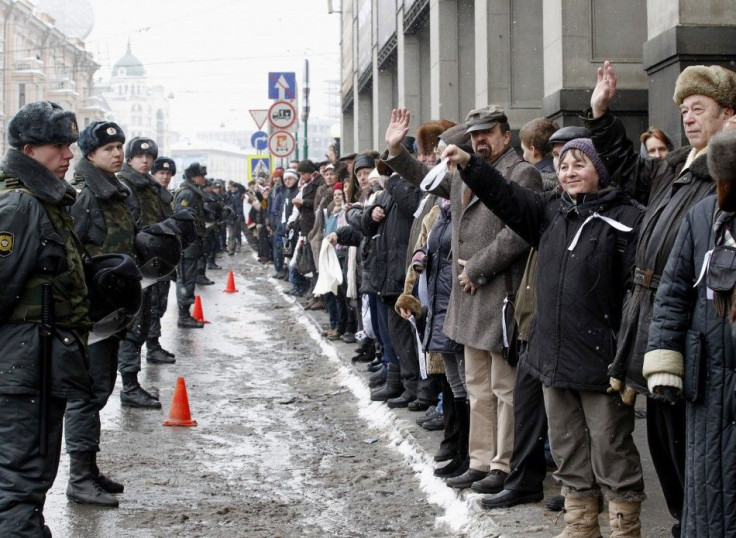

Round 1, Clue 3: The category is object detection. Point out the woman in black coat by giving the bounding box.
[443,138,644,537]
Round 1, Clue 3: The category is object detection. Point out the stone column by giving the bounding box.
[542,0,648,140]
[643,0,736,145]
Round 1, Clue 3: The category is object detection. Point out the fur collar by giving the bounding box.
[74,159,129,200]
[0,148,77,205]
[118,163,158,189]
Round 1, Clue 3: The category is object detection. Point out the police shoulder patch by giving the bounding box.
[0,232,13,258]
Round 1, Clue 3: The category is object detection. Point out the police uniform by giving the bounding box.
[117,137,175,364]
[0,101,92,537]
[174,163,207,328]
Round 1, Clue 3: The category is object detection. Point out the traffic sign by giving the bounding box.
[268,131,296,157]
[268,101,296,129]
[248,155,271,181]
[268,73,296,100]
[250,131,268,151]
[248,108,268,129]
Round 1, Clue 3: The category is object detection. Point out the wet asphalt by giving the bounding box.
[45,245,672,538]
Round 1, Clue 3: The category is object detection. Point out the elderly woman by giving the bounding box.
[443,138,644,538]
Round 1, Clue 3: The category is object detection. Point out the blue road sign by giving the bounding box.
[250,127,268,151]
[268,73,296,101]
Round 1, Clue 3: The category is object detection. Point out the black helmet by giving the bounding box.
[84,254,142,344]
[163,209,197,250]
[135,222,181,287]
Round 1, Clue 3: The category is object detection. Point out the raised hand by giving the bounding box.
[386,108,411,155]
[590,60,616,118]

========

> _The request_: Please resize everything in the listing from the line containing "helmet by giving the bounding box." down to the end of the listing, both ends included, and write those lines out again with the requests kept. Multiply every bounding-box coordinate in the answers by 1.55 and round each to a whole number, with halves rounded up.

> _Task solution_:
Round 1, Clue 3: The category is object detection. Point out the black helmet by giving the bounding box.
[130,394,220,533]
[253,324,305,388]
[209,344,281,445]
Round 1, Clue 3: The category is object detection. Point out the raised hand by giving the bounding box.
[598,167,637,240]
[915,93,955,183]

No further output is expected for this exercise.